● **Text block**
Professional translation is a complex and detailed process. It requires a fluent understanding of both the source and target languages, as well as an ability to convey the original meaning in a manner that avoids misunderstanding of the message or misuse of a product. Native translation has long been considered the gold standard for achieving these objectives.

Why Native Translation Is Best

Native translation (translating the target document into your native tongue) ensures a level of polish and accuracy that is often lacking in a translation done by a non-native speaker—even if they are fluent in the target language. To fully understand this, think of someone you know who is fluent in your native language, but is not a native speaker. They communicate effectively and with few, if any, errors. However, they may use phrases or words that don’t sound right or aren’t quite correct grammatically. These small errors remain, even if they have been speaking and living with the target language for many years.

Of course, spoken fluency is often easier to achieve than written fluency. And technical translations require accurate and precise written fluency to avoid any misunderstanding or misuse of products. Here again, a native translation is much more likely to be well-written and accurate in meaning, helping to avoid any misunderstandings that could lead to customer dissatisfaction or legal repercussions.

For these reasons, translation industry best practices demand that translation companies use native translators. This is one way to ensure the quality and accuracy of a translation and to be certain is understood and well-received by the target audience.

For technical translations, where the level of accuracy is critical to safely operate products or devices, a native translation is especially important and helps ensure the instructions for use are clear. For companies that are concerned about safety, product misuse, or malpractice, native translation should be a priority.

Does Location Matter?

In today’s global economy, you may be wondering whether it is important for the native translator to reside in a country where the language is spoken. Surprisingly, a translator does not need to live in the country of their native language. Daily immersion is not as critical as the fact that their first language is the target language.

● **Exercise instructions**
1. In the text on native translation, what is native translation defined as?
2. Translate this sentence from the native translation text into Spanish: "Native translation has long been considered the gold standard for achieving these objectives."
3. Carry the text on native translation forward from the point where it stops.
The items that come next are drawn from a different source than the text on native translation.

● **Information supplied**

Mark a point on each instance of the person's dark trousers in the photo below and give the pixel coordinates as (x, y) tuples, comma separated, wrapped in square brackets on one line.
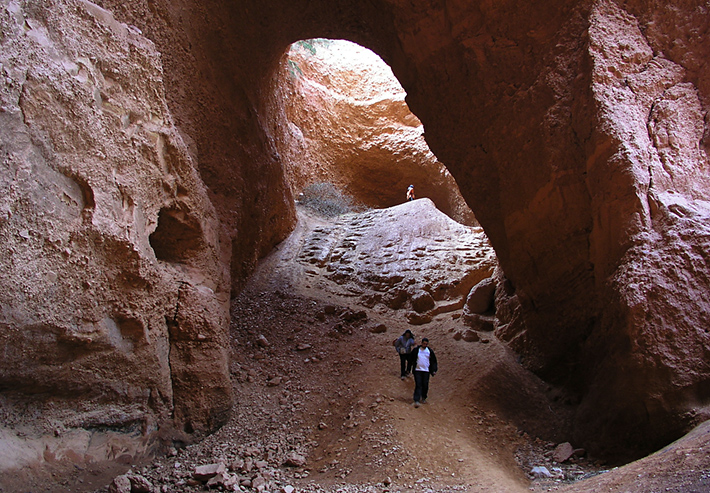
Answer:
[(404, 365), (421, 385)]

==

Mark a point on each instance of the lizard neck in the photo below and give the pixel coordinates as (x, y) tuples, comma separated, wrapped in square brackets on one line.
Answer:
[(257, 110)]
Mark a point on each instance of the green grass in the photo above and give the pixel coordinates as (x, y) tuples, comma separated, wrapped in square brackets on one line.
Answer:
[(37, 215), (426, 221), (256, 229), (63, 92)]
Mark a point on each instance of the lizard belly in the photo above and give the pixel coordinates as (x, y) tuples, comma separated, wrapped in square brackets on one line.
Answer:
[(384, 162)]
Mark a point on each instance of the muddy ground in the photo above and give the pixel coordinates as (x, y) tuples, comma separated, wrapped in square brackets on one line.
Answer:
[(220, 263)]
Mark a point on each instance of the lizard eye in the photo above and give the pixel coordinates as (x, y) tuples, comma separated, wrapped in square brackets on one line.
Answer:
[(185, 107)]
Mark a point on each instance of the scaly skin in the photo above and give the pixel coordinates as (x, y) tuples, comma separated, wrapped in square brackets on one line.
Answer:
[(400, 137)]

...

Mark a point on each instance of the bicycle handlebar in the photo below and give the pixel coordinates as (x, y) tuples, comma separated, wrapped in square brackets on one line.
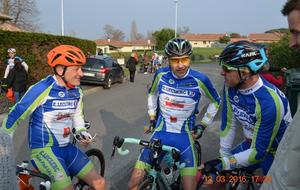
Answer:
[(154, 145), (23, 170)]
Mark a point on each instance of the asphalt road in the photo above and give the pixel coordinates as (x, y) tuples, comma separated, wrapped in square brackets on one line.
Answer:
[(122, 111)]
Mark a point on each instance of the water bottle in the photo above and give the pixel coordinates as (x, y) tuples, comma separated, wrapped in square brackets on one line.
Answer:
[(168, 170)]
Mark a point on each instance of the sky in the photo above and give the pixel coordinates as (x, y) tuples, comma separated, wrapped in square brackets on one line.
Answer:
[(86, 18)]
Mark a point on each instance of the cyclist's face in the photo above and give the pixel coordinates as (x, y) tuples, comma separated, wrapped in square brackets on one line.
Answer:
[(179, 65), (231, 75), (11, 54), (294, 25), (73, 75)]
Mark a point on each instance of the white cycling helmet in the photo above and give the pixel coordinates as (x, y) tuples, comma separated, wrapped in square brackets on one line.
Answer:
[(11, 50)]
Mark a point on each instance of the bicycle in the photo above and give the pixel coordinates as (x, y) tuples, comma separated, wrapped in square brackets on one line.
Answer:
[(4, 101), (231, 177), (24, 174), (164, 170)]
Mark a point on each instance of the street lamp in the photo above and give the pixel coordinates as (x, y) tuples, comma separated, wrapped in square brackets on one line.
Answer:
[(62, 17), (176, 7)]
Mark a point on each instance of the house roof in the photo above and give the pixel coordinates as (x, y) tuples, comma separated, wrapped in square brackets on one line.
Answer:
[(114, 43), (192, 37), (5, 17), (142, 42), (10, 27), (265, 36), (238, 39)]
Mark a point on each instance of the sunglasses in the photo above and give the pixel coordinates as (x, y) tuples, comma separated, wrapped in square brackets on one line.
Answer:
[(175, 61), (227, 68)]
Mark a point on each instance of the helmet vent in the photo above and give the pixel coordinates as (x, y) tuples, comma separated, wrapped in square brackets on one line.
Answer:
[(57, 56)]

● **Answers given**
1. Translating the target document into your native tongue.

2. La traducción nativa se ha considerado durante mucho tiempo el estándar de oro para lograr estos objetivos.

3.
Professional translators are not just native speakers, they are also professional linguists. It is their job to keep up with their native language and any linguistic changes that may be occurring in their native tongue, no matter where they reside geographically. In fact, you may find these translators are more attuned to linguistic nuances than in-country residents—they are trained to be.

And if a translator has subject matter expertise (such as in medical devices or legal documents), they are also well-versed in the technical terms required for the translation—terms so technical that native, non-subject matter experts may not know or understand them. This level of subject matter expertise is especially critical in avoiding any misuse or misunderstanding around the product or topic being translated.

The Final Word

No matter what type of document you need to be translated, seeking a professional, native translator will help improve the accuracy and written flow of your document. However, if your document is also highly technical, you’ll better avoid malpractice, misunderstanding, or misuse by finding a native translator who also has the subject matter expertise to understand the technical details of your document and convey information precisely in their native language.